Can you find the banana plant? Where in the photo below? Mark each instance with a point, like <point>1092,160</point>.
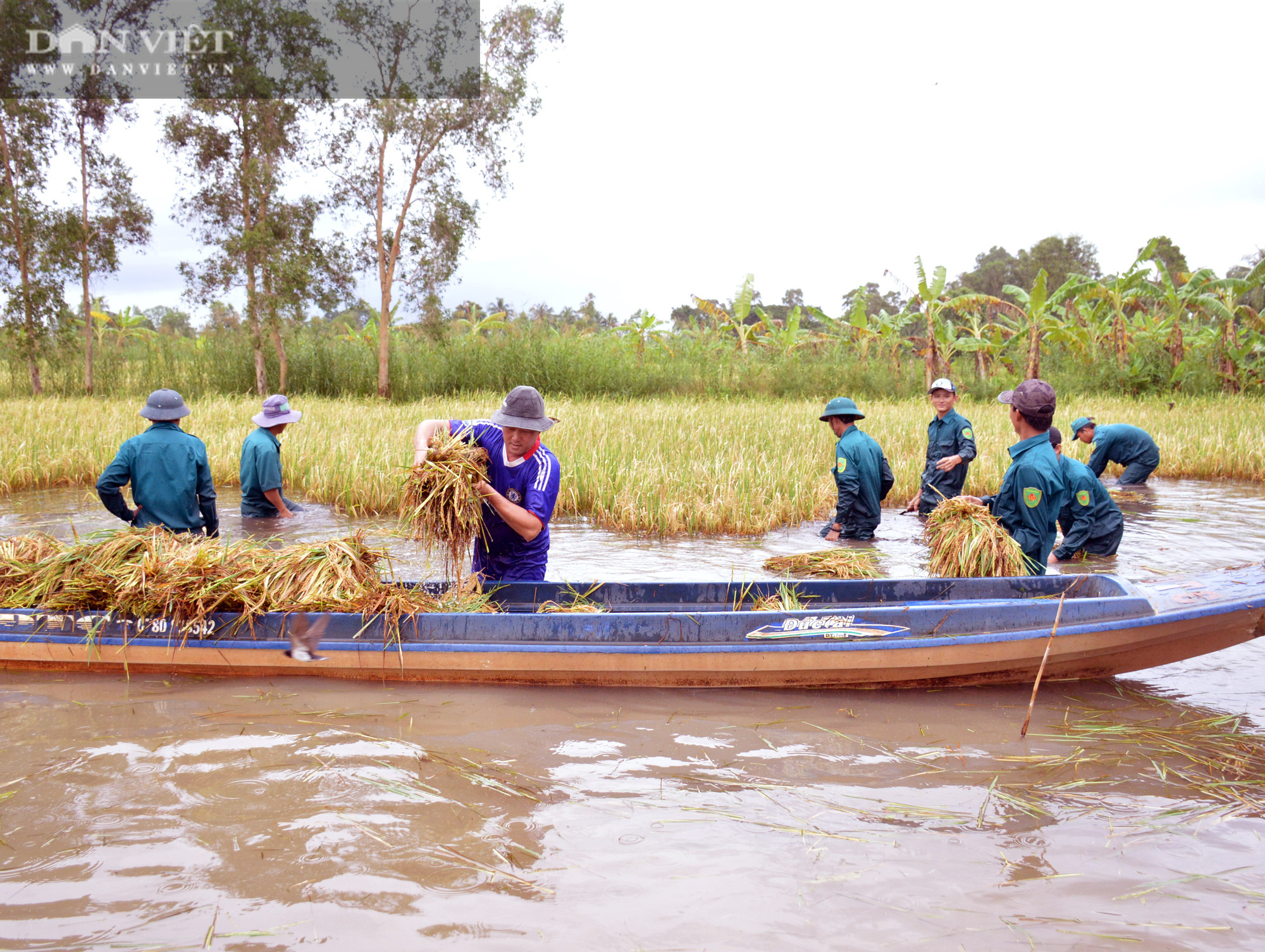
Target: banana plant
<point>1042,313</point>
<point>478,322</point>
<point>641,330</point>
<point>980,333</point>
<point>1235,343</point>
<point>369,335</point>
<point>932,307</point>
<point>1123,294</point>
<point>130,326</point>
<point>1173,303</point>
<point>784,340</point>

######

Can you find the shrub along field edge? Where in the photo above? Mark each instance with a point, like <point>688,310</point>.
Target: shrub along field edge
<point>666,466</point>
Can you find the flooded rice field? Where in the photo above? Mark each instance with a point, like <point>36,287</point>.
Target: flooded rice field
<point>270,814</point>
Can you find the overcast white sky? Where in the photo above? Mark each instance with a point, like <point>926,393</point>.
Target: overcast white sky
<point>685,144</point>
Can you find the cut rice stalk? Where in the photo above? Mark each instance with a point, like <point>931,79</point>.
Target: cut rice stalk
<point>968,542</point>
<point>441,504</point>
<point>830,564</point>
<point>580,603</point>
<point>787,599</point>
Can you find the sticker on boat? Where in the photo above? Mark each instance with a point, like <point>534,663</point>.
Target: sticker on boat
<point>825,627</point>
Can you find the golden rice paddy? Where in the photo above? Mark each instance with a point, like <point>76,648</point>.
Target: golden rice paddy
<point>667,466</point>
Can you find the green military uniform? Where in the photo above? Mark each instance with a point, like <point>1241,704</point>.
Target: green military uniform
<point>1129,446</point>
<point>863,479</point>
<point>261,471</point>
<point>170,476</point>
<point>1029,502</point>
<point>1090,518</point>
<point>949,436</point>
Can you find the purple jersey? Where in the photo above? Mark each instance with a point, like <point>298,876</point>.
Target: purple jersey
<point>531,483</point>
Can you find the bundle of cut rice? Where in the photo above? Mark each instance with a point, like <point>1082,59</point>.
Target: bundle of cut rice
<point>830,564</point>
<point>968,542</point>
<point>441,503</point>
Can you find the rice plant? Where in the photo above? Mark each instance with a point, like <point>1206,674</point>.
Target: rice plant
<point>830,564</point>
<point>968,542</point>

######

WORK INSTRUCTIONS — Starting at the line containing "Can you find the cut" and ending at the line containing "<point>787,599</point>", lay out those lines of the entries above as a numbered list, leaving out any blank lines.

SOLUTION TO THE EXERCISE —
1. Can you find the cut rice stalk? Where in the photo above? Mark each instance with a point, like <point>931,79</point>.
2. Target: cut rice stalk
3. <point>968,542</point>
4. <point>441,504</point>
5. <point>830,564</point>
6. <point>580,603</point>
7. <point>787,599</point>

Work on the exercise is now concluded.